(Records for this exercise Opens)

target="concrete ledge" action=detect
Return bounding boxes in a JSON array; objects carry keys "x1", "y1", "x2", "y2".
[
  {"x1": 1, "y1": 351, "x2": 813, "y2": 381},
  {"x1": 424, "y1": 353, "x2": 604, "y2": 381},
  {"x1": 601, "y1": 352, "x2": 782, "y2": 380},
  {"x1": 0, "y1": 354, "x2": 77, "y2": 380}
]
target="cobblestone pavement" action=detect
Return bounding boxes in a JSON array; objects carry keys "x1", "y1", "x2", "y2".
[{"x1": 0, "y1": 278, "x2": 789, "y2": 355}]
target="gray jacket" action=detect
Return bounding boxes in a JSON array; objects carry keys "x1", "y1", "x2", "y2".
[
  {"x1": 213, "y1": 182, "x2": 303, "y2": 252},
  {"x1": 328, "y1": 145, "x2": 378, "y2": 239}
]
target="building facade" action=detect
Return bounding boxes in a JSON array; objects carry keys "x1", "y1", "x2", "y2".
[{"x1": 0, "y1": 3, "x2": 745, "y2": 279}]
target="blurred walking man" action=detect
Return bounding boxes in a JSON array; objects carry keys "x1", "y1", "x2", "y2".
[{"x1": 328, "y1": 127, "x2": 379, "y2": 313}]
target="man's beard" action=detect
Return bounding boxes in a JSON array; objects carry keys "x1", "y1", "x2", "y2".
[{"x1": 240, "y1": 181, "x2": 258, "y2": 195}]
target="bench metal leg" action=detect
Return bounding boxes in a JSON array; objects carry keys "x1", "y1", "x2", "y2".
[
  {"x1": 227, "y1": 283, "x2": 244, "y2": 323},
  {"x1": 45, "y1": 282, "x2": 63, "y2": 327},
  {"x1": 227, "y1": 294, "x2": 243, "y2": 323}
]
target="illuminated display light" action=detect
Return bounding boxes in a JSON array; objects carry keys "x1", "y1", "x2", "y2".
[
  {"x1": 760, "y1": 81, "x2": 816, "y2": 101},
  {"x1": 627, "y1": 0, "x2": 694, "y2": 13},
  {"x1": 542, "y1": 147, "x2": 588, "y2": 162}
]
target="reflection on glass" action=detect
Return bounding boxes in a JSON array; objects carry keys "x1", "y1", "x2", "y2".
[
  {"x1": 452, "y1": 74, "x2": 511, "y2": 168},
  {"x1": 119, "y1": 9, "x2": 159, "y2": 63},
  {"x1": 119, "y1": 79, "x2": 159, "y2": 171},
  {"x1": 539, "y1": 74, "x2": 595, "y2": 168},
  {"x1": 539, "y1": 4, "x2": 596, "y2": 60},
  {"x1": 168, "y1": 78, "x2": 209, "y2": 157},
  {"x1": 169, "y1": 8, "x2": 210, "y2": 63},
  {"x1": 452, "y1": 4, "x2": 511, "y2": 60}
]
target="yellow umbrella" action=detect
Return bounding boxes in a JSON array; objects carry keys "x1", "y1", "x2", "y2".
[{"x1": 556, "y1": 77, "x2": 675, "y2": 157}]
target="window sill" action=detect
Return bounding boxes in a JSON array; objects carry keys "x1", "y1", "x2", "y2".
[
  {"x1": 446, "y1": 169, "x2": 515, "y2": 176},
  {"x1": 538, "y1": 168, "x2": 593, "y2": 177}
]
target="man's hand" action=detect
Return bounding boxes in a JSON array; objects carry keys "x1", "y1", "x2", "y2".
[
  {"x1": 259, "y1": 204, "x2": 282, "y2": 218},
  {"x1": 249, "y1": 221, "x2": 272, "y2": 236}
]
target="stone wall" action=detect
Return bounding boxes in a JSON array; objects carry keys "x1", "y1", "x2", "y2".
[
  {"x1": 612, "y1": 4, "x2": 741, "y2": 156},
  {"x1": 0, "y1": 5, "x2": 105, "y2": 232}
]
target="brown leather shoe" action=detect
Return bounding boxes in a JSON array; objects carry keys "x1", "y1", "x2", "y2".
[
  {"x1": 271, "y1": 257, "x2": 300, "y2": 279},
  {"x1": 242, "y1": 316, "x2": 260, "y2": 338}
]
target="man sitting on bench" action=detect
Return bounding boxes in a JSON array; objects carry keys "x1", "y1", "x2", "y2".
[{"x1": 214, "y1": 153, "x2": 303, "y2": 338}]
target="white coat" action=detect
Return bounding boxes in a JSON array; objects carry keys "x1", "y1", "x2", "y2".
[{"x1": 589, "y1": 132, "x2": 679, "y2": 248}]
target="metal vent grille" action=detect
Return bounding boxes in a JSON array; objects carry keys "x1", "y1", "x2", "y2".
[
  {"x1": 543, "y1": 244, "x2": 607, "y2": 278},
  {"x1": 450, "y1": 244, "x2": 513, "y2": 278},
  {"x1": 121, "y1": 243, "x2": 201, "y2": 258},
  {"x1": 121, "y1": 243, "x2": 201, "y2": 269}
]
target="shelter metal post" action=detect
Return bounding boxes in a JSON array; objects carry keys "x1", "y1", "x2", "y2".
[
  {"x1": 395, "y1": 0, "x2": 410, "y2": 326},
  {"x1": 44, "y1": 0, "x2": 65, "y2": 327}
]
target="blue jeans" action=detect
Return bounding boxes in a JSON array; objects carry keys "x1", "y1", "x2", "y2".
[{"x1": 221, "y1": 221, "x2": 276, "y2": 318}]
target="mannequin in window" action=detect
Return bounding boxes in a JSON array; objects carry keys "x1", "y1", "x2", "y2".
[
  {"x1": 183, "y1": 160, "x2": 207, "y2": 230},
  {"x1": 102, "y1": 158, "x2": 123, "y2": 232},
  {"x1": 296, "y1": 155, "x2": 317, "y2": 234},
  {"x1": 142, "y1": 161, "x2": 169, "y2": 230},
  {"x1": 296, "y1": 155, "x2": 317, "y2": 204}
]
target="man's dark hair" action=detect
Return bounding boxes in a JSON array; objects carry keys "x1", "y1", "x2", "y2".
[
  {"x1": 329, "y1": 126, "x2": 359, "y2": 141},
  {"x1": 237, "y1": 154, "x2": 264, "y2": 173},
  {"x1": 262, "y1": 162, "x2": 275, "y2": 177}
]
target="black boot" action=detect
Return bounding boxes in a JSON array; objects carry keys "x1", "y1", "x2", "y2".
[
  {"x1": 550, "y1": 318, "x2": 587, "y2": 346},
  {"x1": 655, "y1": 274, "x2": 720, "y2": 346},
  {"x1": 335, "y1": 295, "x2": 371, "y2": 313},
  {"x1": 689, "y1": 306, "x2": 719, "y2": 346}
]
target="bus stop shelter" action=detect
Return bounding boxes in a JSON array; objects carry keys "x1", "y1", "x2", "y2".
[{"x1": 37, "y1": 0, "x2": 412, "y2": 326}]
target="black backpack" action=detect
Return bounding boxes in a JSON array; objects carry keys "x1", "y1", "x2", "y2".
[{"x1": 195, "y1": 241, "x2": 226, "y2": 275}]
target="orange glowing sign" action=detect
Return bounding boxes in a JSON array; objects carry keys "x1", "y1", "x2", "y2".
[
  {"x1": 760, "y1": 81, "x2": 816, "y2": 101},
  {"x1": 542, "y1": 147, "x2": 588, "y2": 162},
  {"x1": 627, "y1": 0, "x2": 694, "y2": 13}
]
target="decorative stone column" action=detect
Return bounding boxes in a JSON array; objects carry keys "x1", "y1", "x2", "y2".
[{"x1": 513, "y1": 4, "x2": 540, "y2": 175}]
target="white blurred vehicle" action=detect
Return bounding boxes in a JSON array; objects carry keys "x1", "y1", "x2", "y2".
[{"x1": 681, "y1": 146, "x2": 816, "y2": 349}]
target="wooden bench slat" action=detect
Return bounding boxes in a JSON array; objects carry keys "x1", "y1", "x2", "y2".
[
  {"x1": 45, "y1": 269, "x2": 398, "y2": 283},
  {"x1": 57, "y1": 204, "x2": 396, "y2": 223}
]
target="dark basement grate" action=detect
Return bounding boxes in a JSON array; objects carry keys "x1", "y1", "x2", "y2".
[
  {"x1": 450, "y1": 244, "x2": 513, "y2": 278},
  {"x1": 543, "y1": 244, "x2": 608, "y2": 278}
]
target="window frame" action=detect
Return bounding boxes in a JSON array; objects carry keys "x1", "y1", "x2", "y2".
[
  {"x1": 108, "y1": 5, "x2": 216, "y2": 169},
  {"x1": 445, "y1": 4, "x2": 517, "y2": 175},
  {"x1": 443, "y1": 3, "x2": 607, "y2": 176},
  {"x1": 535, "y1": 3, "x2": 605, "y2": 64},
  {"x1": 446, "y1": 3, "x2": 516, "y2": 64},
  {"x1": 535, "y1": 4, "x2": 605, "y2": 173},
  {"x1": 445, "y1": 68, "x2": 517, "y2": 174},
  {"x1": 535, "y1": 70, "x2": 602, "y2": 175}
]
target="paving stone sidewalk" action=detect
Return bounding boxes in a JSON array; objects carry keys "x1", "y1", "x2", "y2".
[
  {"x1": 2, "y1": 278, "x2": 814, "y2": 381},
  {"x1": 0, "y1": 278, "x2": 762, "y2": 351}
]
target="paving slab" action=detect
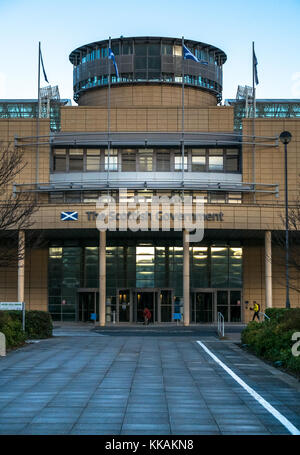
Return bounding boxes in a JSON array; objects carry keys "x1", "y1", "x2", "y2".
[{"x1": 0, "y1": 324, "x2": 299, "y2": 435}]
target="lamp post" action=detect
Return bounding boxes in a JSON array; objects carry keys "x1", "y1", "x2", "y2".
[{"x1": 279, "y1": 131, "x2": 292, "y2": 309}]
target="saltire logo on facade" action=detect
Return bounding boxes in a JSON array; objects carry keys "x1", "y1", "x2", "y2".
[
  {"x1": 183, "y1": 44, "x2": 208, "y2": 65},
  {"x1": 253, "y1": 46, "x2": 259, "y2": 85},
  {"x1": 108, "y1": 48, "x2": 119, "y2": 78},
  {"x1": 39, "y1": 45, "x2": 49, "y2": 83},
  {"x1": 61, "y1": 211, "x2": 78, "y2": 221}
]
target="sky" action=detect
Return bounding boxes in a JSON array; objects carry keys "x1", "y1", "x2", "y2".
[{"x1": 0, "y1": 0, "x2": 300, "y2": 104}]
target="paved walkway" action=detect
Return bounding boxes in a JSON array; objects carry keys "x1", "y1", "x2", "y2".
[{"x1": 0, "y1": 325, "x2": 299, "y2": 435}]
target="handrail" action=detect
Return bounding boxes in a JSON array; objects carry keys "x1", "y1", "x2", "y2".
[
  {"x1": 259, "y1": 312, "x2": 270, "y2": 321},
  {"x1": 217, "y1": 312, "x2": 225, "y2": 338}
]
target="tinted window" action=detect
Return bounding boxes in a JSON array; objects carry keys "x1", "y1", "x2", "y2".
[
  {"x1": 226, "y1": 149, "x2": 240, "y2": 172},
  {"x1": 69, "y1": 149, "x2": 84, "y2": 171},
  {"x1": 53, "y1": 149, "x2": 66, "y2": 172}
]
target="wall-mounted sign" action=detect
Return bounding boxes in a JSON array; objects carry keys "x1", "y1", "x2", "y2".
[
  {"x1": 86, "y1": 211, "x2": 224, "y2": 222},
  {"x1": 61, "y1": 211, "x2": 78, "y2": 221},
  {"x1": 0, "y1": 302, "x2": 23, "y2": 311}
]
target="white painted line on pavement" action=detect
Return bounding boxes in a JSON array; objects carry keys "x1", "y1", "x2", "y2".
[{"x1": 196, "y1": 340, "x2": 300, "y2": 436}]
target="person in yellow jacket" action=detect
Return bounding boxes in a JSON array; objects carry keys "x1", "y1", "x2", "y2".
[{"x1": 250, "y1": 301, "x2": 260, "y2": 321}]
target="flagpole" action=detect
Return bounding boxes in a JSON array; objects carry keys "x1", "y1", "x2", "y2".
[
  {"x1": 36, "y1": 41, "x2": 41, "y2": 187},
  {"x1": 252, "y1": 41, "x2": 256, "y2": 203},
  {"x1": 181, "y1": 36, "x2": 185, "y2": 197},
  {"x1": 107, "y1": 37, "x2": 111, "y2": 191}
]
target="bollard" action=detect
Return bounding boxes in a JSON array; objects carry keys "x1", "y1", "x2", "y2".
[{"x1": 0, "y1": 332, "x2": 6, "y2": 357}]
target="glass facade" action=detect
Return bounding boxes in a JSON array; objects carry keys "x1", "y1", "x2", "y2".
[
  {"x1": 225, "y1": 99, "x2": 300, "y2": 131},
  {"x1": 0, "y1": 99, "x2": 71, "y2": 131},
  {"x1": 70, "y1": 38, "x2": 226, "y2": 103},
  {"x1": 51, "y1": 147, "x2": 241, "y2": 173},
  {"x1": 48, "y1": 243, "x2": 242, "y2": 322},
  {"x1": 48, "y1": 189, "x2": 242, "y2": 205}
]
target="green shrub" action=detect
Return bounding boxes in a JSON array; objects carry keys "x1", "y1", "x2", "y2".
[
  {"x1": 25, "y1": 311, "x2": 53, "y2": 339},
  {"x1": 242, "y1": 308, "x2": 300, "y2": 377},
  {"x1": 265, "y1": 308, "x2": 291, "y2": 322},
  {"x1": 0, "y1": 310, "x2": 53, "y2": 340},
  {"x1": 0, "y1": 312, "x2": 26, "y2": 348}
]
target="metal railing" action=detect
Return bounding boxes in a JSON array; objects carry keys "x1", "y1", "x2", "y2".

(Records for this exercise Closes)

## What to do
State the number of lines in the records above that contain the string "window", and give nothing else.

## Answer space
4